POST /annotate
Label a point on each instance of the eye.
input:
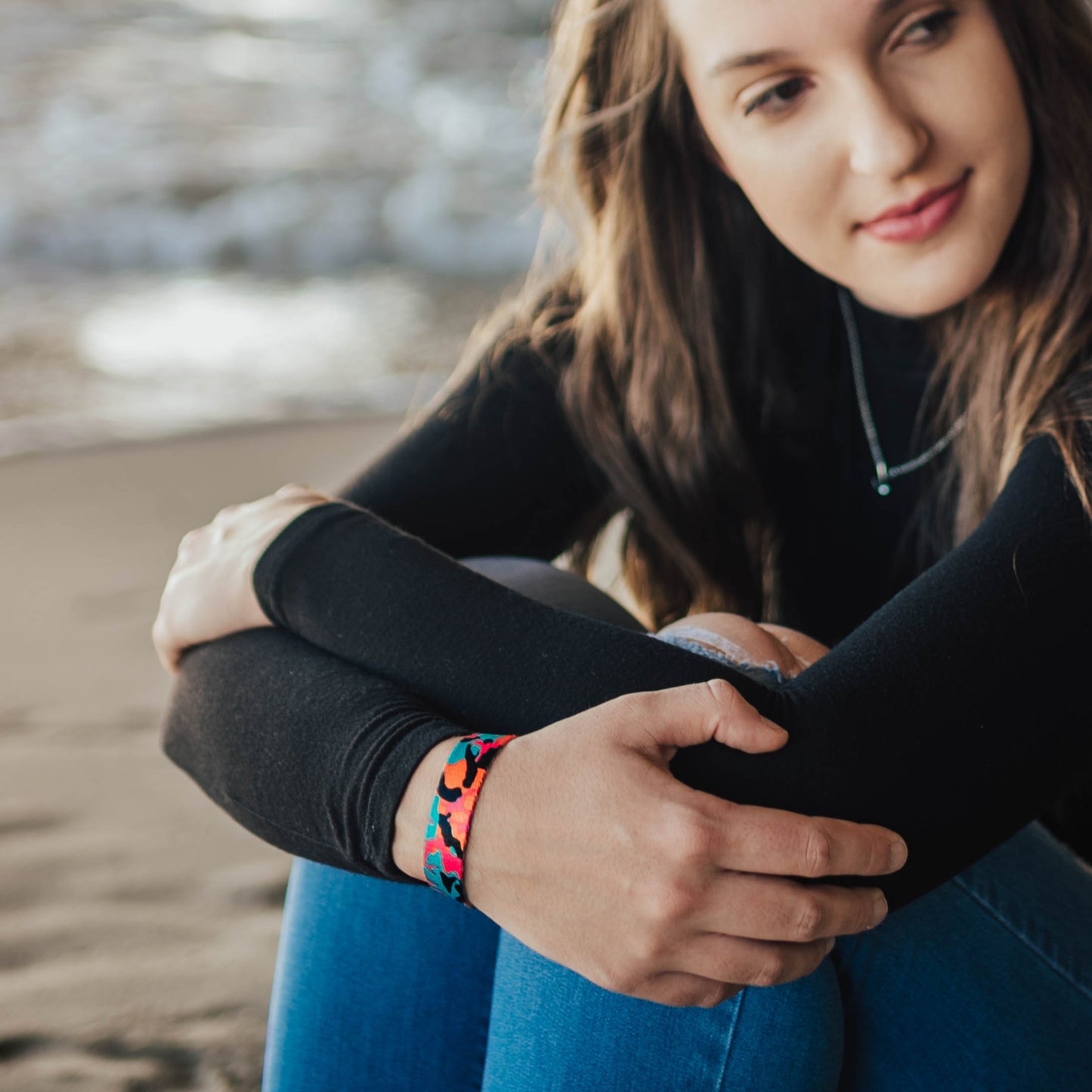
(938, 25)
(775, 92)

- - - - -

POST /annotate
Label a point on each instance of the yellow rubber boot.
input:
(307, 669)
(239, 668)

- - - - -

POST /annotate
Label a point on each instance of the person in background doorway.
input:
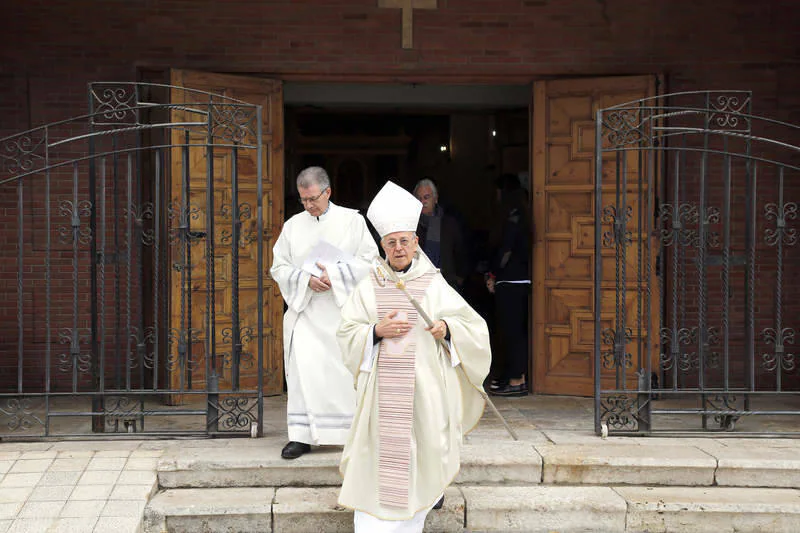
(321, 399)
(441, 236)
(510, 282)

- - - - -

__SET EXERCISE__.
Display each line above in which the string "point" appears.

__EXPECTED OUTPUT__.
Label a point on each instance of the eye.
Label a point on each instance of the yellow rubber boot.
Label a point on each instance of the person in background doorway.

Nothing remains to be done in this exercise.